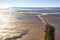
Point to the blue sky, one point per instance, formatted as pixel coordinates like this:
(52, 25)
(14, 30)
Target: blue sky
(29, 3)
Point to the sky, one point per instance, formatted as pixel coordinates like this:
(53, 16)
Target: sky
(29, 3)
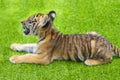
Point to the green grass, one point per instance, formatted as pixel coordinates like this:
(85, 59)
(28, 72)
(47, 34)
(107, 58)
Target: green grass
(73, 16)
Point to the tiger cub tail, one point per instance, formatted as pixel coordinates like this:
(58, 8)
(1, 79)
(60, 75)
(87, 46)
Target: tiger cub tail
(115, 50)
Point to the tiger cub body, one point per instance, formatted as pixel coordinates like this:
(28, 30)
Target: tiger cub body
(91, 48)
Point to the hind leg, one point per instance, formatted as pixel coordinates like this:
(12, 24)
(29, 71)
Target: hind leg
(91, 62)
(30, 48)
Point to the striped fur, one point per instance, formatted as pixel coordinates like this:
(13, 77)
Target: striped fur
(91, 48)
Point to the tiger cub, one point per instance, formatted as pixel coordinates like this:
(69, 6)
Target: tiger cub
(91, 48)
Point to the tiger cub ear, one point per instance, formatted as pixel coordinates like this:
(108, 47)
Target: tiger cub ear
(52, 15)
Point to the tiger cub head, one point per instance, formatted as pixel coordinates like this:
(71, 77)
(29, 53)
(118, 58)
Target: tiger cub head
(38, 23)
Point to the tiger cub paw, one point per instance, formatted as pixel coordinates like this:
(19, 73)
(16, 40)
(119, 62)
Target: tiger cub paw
(15, 59)
(16, 47)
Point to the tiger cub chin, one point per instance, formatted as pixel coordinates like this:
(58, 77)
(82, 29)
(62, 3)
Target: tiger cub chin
(91, 48)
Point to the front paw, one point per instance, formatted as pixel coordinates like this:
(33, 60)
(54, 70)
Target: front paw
(15, 59)
(16, 47)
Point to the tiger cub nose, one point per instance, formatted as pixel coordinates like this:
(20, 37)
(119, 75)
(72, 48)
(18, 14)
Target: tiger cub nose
(23, 22)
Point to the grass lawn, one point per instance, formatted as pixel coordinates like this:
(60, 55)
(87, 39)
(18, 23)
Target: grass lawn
(73, 16)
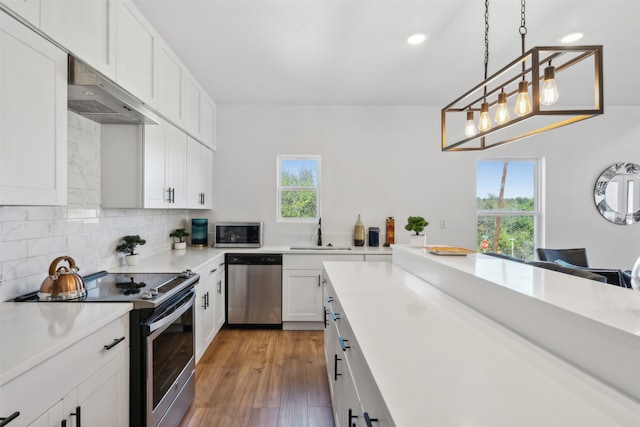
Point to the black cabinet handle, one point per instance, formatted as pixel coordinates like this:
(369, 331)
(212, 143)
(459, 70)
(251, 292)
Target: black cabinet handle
(114, 343)
(77, 415)
(368, 420)
(343, 345)
(7, 420)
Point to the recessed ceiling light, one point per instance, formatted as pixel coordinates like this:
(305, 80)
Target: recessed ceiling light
(570, 38)
(416, 39)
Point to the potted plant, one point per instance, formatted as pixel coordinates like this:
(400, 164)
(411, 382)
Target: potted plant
(180, 234)
(128, 246)
(416, 224)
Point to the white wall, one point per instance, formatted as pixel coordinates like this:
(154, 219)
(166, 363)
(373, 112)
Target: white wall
(31, 237)
(386, 161)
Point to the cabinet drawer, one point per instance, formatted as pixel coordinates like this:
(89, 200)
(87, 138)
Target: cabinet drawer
(314, 262)
(38, 389)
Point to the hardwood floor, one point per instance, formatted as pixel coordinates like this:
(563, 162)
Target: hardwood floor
(262, 378)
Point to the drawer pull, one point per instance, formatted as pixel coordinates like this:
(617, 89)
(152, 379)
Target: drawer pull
(77, 415)
(7, 420)
(343, 345)
(114, 343)
(368, 420)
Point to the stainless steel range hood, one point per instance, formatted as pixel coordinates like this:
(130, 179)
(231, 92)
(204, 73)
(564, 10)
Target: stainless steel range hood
(97, 98)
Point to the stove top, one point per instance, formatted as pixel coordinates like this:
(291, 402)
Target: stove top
+ + + +
## ASSIGNMENT
Every line above should be retyped exactly; the pictures do not belong in the copy.

## PROBLEM SOLUTION
Point to the blue sky, one point per instance, formatted as pixel coordinates like this:
(52, 25)
(14, 30)
Target: blue sky
(29, 3)
Point to the sky, one point per instance, formatted as pixel coordinates like this:
(53, 16)
Target: sky
(29, 3)
Point to the green grass, one point per instance, formatted as pixel coordinates like this:
(85, 59)
(28, 72)
(47, 34)
(107, 58)
Target: green grass
(73, 16)
Point to the tiger cub tail, one point per instance, formatted as pixel coordinates like this:
(58, 8)
(1, 79)
(60, 75)
(87, 46)
Target: tiger cub tail
(115, 50)
Point to the tiger cub body, one point per instance, formatted as pixel coordinates like this:
(28, 30)
Target: tiger cub body
(91, 48)
Point to the hind leg, one point per instance, formatted as pixel coordinates like this:
(12, 24)
(29, 71)
Target: hind leg
(91, 62)
(30, 48)
Point to the striped fur, one point per instance, formatted as pixel coordinates like this:
(13, 77)
Target: striped fur
(91, 48)
Point to the tiger cub, one point per instance, formatted as pixel coordinates like this:
(69, 6)
Target: tiger cub
(91, 48)
Point to the tiger cub ear, one point per instance, formatted as pixel coordinates like this:
(108, 47)
Target: tiger cub ear
(52, 15)
Point to the tiger cub head, one point per instance, formatted as pixel coordinates like this:
(71, 77)
(29, 53)
(118, 58)
Target: tiger cub head
(38, 23)
Point to the tiger cub paw, one point per instance, formatted as pixel coordinates like this:
(19, 73)
(16, 40)
(119, 62)
Target: tiger cub paw
(15, 59)
(16, 47)
Point to the tiger cub chin, one point per instance, formatted as pixel coordinates like this:
(58, 77)
(82, 29)
(62, 3)
Target: tiger cub chin
(91, 48)
Point to the front paw, one point per instance, formatted as pixel coordinates like this:
(33, 60)
(54, 70)
Target: front paw
(15, 59)
(16, 47)
Point to the tiger cub nose, one point per instance, formatted as pixel coordinates like this:
(20, 37)
(119, 75)
(72, 48)
(18, 14)
Target: tiger cub nose
(23, 22)
Point to the grass lawn, one point per instance, formatted as pixel coordinates like this:
(60, 55)
(87, 39)
(18, 23)
Target: grass lawn
(73, 16)
Point to the black cabinet handle, one point per instance, formatted as pixel coordinates like this:
(369, 331)
(212, 143)
(459, 70)
(251, 292)
Target: black cabinet handle
(114, 343)
(77, 415)
(368, 420)
(343, 345)
(7, 420)
Point to the recessed ceiling light, one point per instance, formatted as pixel coordinates like this:
(305, 80)
Target: recessed ceiling light
(570, 38)
(416, 39)
Point to the potted plant, one point per instance, formatted as pixel coordinates like this:
(400, 164)
(411, 382)
Target: potted plant
(180, 234)
(128, 246)
(416, 224)
Point to the white wall, one point per instance, formatted as pixel coordinates like this:
(154, 219)
(166, 363)
(373, 112)
Target: white wall
(31, 237)
(386, 161)
Point to the cabinet drawer, one point per instance, formatted as pixel coordinates like this:
(89, 200)
(87, 138)
Target: cabinet drawer
(314, 262)
(38, 389)
Point to the hardwood floor, one point per instance, formatted as pixel coordinates like this:
(563, 162)
Target: hardwood floor
(262, 378)
Point to the drawer pull, one point per instance, formatted as pixel coordinates like this:
(617, 89)
(152, 379)
Target: drawer pull
(77, 415)
(7, 420)
(343, 345)
(114, 343)
(368, 420)
Point to the stainless steel range hood, one point per instance, formatted as pixel coordinates like this:
(130, 179)
(231, 92)
(204, 73)
(564, 10)
Target: stainless steel range hood
(97, 98)
Point to the stove top, one point per instance, formatted as pixel coordinates like this:
(291, 402)
Target: stove top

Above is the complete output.